Exercise description: Skip the pictures and extract all of the lines exactly as written.

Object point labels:
════

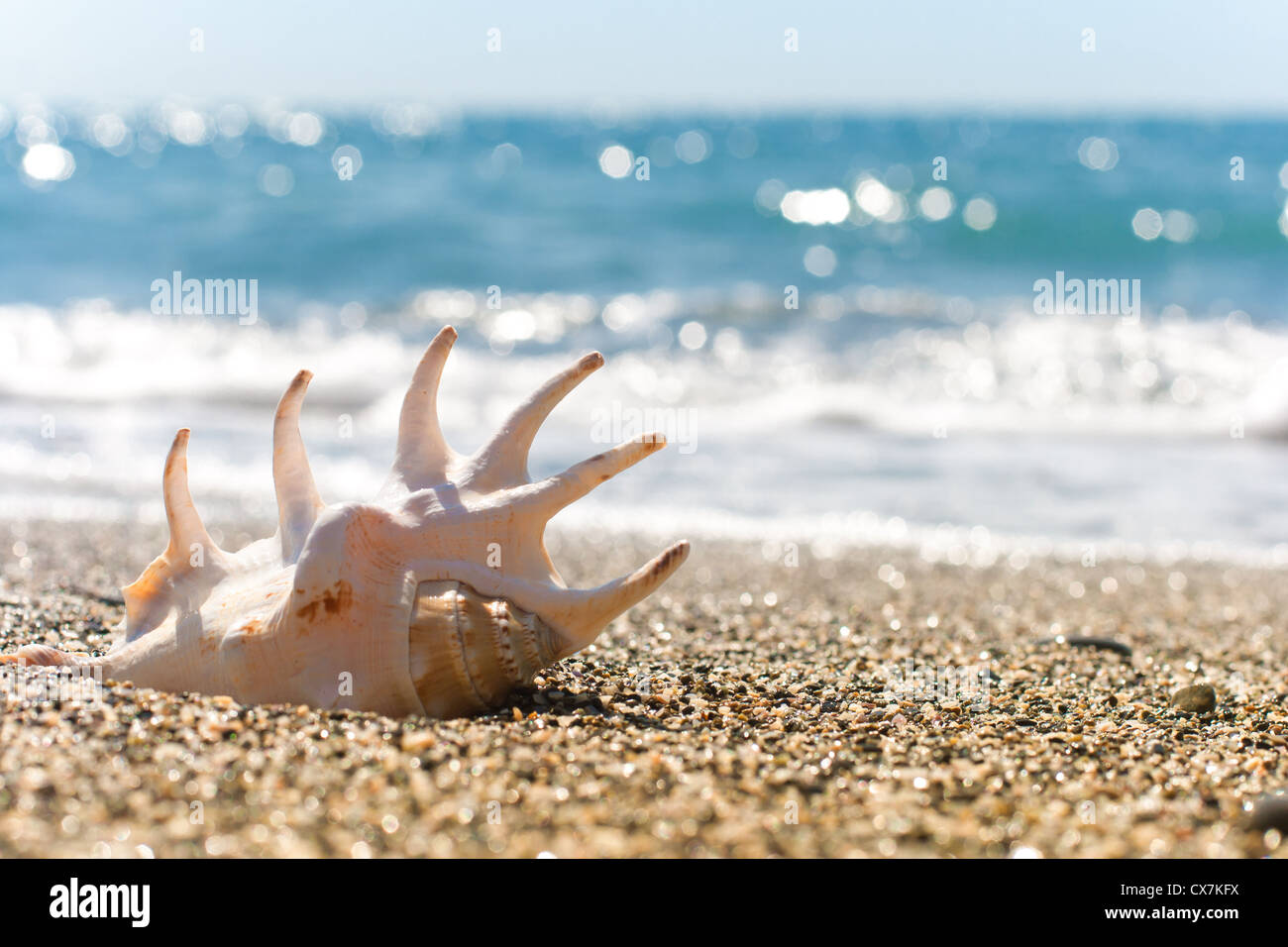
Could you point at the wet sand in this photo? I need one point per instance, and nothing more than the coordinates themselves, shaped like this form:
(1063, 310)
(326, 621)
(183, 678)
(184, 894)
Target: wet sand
(868, 705)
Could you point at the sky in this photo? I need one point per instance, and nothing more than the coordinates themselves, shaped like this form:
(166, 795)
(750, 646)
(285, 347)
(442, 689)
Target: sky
(1216, 56)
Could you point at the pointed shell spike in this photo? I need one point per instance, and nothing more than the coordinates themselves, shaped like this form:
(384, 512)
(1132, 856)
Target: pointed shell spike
(423, 457)
(191, 564)
(555, 492)
(580, 615)
(297, 500)
(180, 513)
(503, 460)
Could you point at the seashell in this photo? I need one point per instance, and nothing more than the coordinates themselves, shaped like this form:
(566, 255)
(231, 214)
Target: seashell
(438, 598)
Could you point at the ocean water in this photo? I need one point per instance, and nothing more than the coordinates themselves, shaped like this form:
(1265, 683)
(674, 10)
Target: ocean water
(832, 318)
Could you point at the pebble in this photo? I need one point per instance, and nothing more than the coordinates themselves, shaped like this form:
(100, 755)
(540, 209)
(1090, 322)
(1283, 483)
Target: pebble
(1199, 698)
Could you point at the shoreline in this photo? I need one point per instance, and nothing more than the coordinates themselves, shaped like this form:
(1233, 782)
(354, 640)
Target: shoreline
(750, 707)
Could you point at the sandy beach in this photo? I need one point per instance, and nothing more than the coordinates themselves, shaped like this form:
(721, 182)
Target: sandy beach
(751, 707)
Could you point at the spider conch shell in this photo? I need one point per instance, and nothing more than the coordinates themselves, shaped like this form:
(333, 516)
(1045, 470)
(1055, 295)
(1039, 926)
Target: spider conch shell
(438, 598)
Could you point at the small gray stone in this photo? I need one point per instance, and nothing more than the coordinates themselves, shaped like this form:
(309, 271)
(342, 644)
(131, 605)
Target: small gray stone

════

In response:
Could you point at the wet sand in this photo? I need one point per instance, and nothing more than the coordinates themselves, shaped like this form:
(1063, 310)
(326, 621)
(183, 678)
(184, 894)
Target: wet sand
(868, 705)
Could you point at the sky in this photo? I need one point per instance, and nothing more than the coordinates themselves, shaped like this form:
(166, 795)
(750, 646)
(285, 347)
(442, 689)
Target: sky
(1216, 56)
Could you point at the pointed shell spike in this photo? I need one point per instance, and nothing more than the coordinates themselves, shaped like this form:
(384, 512)
(1132, 856)
Target: pointed shell spike
(423, 457)
(191, 564)
(555, 492)
(580, 615)
(297, 500)
(180, 513)
(503, 460)
Could you point at the seashell in this photo? I need one point per instance, and nothing more than the coordinates themselves, shaped like this form:
(566, 255)
(231, 214)
Target: seashell
(438, 598)
Could you point at the ocean water in this photo? I need one point per instance, and nothing more than the coordinates themselves, shaped like this form:
(1265, 683)
(674, 10)
Target: ocean water
(832, 318)
Could you point at the pebble in this photo? I need one point per instance, and nothing more than the coordinates themselves, shaped like this form:
(100, 755)
(540, 209)
(1090, 322)
(1283, 483)
Target: pebble
(1199, 698)
Could you point at the shoreline in this photo? I need one point per instance, and nothing more than the coordinates themselves, shaped like this form:
(1233, 782)
(354, 640)
Target: shoreline
(750, 707)
Could you point at the sandy beach in this photo? I need one point per instance, and nothing more than the coordinates themselves, shaped like this form:
(721, 182)
Target: sandy beach
(751, 707)
Could you point at the spider conch shell in this photo? I need one point per instance, and nothing more than the coordinates themselves, shaped like this form:
(333, 516)
(1045, 470)
(1055, 295)
(1039, 926)
Target: spider conch shell
(438, 598)
Could you point at the small gray stone in this photo? I need one point per instance, and nothing more than the coordinates themselves, shaped like this form:
(309, 271)
(342, 644)
(131, 605)
Target: small gray stone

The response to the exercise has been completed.